Saved data entries
---+---
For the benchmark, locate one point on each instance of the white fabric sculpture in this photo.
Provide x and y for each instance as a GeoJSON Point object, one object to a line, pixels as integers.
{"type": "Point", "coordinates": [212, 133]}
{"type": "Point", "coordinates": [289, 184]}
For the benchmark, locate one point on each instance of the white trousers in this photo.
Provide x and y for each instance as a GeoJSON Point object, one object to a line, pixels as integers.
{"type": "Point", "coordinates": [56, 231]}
---+---
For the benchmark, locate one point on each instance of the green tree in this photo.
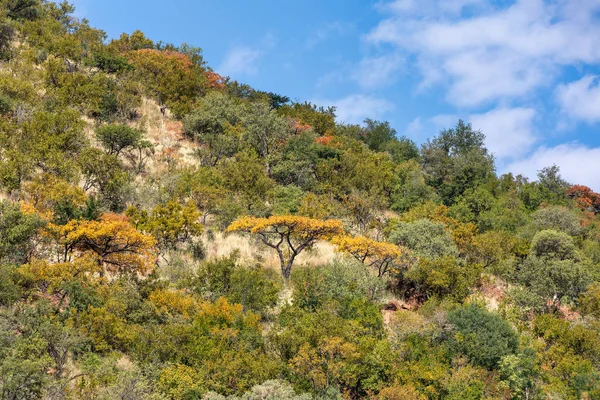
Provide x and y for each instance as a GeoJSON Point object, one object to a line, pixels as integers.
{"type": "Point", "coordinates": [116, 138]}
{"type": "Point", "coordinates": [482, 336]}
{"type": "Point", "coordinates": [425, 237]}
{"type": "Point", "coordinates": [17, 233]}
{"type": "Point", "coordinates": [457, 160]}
---+---
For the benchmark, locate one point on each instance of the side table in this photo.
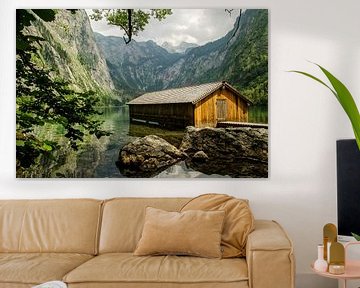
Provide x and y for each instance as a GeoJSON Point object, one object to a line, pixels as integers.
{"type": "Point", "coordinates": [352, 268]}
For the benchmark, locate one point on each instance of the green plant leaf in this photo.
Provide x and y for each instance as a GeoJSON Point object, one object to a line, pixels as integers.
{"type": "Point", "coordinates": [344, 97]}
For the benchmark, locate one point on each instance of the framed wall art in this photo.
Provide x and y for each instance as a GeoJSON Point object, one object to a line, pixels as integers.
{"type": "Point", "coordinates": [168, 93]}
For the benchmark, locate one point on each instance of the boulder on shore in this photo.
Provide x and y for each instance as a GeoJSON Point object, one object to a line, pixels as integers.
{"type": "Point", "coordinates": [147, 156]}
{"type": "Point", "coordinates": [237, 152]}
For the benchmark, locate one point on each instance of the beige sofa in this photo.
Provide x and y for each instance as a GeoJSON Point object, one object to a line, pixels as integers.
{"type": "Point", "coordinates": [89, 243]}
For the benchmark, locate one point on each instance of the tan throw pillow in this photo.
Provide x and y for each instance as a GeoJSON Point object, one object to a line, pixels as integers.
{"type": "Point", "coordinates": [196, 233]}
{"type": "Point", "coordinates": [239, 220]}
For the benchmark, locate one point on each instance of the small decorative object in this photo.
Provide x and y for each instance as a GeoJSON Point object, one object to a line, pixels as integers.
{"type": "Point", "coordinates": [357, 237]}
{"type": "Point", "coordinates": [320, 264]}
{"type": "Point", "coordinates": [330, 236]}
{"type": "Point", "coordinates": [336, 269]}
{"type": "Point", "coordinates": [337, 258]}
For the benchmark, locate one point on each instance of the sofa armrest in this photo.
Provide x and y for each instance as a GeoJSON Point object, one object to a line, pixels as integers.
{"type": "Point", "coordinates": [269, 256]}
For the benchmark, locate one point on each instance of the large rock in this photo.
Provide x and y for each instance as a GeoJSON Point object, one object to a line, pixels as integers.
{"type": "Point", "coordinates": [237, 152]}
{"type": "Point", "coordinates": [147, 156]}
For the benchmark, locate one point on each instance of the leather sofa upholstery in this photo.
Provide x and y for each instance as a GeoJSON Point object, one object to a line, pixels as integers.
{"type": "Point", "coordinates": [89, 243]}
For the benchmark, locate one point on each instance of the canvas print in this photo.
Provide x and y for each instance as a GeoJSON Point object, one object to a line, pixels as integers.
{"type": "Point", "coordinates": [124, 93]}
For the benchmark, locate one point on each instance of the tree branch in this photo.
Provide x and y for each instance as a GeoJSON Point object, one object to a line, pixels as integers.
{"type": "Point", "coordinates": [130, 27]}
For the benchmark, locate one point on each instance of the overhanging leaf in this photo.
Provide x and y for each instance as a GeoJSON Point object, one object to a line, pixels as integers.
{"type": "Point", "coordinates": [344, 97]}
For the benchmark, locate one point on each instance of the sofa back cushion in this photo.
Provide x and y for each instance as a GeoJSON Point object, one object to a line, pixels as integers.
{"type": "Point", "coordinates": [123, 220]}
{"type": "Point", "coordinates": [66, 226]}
---+---
Given task: Gather every line in the records above that contains the word "tree". Copy each of those lines in full.

Complete response:
For the benchmark, locate one point on each instance of the green tree in this photo.
For the benchmark, locate one point on each instance of the tree branch in this photo.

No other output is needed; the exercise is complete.